» EXCERPTED TEXT:
##########

Hello everybody! It’s that time of year again when family is all together, children are giddy with excitement for Christmas morning, and your wallet is eternally empty. According to study, the average American usually spends upwards of 600$ every year on not only gifts but also decorations for the house. Well, I’m here with the help of Goodwill to save you those extra dollars without sacrificing the holiday spirit of your home!

Turning sweaters into wreaths has become a new obsession for me. They are cheap, unique, and easy to make for literally any holiday. The main part of this tutorial is how to cut and wrap your wreath, because once you have the base of your wreath made, your imagination can run wild with how you want to decorate it. I used items that I had around my house and you can do the same!


Main supplies needed:

1)      Sweater in a color you want for the wreath

2)      Straw wreath (mine is a 16in from Michaels)

3)      Fabric scissors

4)      Glue gun with LOTS of sticks

Decorating Supplies I used:

1)      Goodwill festive table cloth I have used for other projects

2)      Dollar Tree Christmas flowers

3)      Ribbon (not shown)

##########

» DIRECTIONS:
#1 Condense the paragraph of the sweater wreath tutorial above that begins "Turning sweaters into wreaths" into a short bulleted list that keeps its main facts.
#2 From the sweater wreath tutorial above, reproduce the passage from "Turning sweaters into" up to and including "16in from Michaels)".

##########

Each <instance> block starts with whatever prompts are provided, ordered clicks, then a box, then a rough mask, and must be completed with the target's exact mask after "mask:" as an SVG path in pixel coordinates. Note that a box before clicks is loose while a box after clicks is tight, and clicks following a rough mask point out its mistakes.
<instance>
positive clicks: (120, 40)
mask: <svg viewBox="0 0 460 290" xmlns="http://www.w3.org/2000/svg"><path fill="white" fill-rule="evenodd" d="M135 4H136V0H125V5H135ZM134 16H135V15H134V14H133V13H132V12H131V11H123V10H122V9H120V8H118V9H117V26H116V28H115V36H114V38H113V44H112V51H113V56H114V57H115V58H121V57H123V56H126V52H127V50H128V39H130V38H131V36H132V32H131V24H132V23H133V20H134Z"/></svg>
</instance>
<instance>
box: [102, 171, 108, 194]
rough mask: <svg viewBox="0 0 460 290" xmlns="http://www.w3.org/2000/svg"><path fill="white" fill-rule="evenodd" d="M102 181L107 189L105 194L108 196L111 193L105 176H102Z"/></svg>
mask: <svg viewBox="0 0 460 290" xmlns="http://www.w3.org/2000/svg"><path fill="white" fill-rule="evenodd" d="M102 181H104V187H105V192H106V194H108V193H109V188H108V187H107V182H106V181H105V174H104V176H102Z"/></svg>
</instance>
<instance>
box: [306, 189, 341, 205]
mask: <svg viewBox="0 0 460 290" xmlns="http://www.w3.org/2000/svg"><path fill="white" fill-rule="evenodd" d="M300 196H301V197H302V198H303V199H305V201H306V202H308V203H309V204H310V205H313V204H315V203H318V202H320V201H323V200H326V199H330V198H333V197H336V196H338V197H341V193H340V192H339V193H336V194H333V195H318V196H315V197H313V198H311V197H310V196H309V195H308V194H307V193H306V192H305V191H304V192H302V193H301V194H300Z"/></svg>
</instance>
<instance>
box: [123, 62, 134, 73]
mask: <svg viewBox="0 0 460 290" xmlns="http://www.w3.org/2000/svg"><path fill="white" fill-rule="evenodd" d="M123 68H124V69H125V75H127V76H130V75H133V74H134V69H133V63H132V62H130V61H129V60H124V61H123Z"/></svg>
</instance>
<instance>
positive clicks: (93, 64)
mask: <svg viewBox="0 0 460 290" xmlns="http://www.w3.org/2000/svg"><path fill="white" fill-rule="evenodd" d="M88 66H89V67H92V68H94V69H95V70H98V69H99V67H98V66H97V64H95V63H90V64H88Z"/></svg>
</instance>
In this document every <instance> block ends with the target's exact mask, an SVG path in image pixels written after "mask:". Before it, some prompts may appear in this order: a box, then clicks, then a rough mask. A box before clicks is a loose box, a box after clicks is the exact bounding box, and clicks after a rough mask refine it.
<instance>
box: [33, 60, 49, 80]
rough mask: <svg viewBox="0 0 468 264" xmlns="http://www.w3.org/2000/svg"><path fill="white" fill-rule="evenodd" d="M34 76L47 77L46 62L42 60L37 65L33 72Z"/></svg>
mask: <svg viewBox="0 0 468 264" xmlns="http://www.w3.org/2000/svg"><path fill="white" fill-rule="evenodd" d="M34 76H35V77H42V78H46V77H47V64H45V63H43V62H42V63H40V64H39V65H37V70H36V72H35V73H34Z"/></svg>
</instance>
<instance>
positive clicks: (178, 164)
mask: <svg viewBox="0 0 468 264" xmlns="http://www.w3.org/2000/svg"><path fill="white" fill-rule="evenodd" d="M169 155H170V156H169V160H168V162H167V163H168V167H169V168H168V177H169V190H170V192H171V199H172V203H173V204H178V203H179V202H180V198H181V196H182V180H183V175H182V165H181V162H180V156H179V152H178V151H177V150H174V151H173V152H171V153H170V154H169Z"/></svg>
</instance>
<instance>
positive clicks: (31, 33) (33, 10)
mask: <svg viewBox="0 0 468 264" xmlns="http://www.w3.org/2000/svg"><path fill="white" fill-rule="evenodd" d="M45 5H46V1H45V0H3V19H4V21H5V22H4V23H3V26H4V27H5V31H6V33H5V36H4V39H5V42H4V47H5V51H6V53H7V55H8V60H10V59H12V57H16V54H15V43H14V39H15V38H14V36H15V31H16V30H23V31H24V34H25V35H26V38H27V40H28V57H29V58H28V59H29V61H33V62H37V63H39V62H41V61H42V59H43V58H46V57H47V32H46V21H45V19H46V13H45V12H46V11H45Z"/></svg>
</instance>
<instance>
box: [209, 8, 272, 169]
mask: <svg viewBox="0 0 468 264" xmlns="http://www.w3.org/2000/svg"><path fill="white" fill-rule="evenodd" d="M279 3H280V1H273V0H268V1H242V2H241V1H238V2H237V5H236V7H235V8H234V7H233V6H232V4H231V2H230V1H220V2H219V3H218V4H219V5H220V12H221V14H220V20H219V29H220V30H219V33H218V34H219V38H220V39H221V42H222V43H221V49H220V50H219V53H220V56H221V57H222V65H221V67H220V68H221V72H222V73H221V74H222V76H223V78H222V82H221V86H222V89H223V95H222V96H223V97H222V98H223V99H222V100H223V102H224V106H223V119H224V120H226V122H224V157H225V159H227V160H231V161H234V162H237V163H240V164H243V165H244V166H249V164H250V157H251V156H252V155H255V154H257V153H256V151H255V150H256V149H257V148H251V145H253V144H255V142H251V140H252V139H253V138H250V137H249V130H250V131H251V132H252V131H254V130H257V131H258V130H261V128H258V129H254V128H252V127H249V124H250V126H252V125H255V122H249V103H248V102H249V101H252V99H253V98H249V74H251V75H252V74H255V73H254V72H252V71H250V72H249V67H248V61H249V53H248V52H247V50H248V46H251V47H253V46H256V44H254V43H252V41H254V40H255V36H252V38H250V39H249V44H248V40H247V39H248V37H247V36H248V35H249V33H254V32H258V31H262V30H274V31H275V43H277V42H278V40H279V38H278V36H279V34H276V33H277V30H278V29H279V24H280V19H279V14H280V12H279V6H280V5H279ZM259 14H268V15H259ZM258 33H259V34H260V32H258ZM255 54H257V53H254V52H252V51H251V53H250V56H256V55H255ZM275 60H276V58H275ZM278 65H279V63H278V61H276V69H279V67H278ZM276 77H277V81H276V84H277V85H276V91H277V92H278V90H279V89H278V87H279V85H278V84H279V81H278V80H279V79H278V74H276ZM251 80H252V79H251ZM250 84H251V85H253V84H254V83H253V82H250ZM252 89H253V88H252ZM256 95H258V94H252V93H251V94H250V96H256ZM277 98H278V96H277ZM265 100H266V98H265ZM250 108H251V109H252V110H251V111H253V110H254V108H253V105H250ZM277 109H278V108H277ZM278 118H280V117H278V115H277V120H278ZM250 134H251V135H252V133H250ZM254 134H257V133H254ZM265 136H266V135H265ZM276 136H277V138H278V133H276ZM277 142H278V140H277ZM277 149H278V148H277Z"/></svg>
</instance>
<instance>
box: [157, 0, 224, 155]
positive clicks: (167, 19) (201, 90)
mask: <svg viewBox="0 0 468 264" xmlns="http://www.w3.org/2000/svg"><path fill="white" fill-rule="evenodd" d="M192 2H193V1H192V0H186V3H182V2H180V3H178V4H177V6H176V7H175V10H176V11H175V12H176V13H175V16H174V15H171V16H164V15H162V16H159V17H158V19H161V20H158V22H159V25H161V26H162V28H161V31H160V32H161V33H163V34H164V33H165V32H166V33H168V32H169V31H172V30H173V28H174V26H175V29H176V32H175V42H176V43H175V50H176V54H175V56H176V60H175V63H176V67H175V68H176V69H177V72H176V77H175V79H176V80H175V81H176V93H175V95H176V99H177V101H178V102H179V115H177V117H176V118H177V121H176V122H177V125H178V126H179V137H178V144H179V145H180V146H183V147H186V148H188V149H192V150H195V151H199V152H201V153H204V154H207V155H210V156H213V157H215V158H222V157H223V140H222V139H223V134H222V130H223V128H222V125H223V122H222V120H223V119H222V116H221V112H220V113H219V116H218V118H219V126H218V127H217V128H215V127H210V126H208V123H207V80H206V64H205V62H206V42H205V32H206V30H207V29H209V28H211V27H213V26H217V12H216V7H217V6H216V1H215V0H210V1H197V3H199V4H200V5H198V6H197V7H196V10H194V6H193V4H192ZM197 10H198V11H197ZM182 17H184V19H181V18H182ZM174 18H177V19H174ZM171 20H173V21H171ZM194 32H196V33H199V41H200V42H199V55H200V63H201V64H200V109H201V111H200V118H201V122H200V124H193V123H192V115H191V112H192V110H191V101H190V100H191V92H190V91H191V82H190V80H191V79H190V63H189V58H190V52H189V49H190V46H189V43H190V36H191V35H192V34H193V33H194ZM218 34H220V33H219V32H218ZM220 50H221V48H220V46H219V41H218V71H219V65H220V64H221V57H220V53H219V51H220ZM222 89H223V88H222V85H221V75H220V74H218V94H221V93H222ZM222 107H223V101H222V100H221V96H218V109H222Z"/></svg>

##########

» SOLUTIONS PER TASK:
#1
- Turning sweaters into wreaths has become a new obsession.
- The wreaths are cheap, unique, and easy to make for any holiday.
- The tutorial focuses on how to cut and wrap the wreath.
- Once the base is made, the decoration is up to your imagination.
- Items from around the house can be used, as the author did.

#2
Turning sweaters into wreaths has become a new obsession for me. They are cheap, unique, and easy to make for literally any holiday. The main part of this tutorial is how to cut and wrap your wreath, because once you have the base of your wreath made, your imagination can run wild with how you want to decorate it. I used items that I had around my house and you can do the same!


Main supplies needed:

1)      Sweater in a color you want for the wreath

2)      Straw wreath (mine is a 16in from Michaels)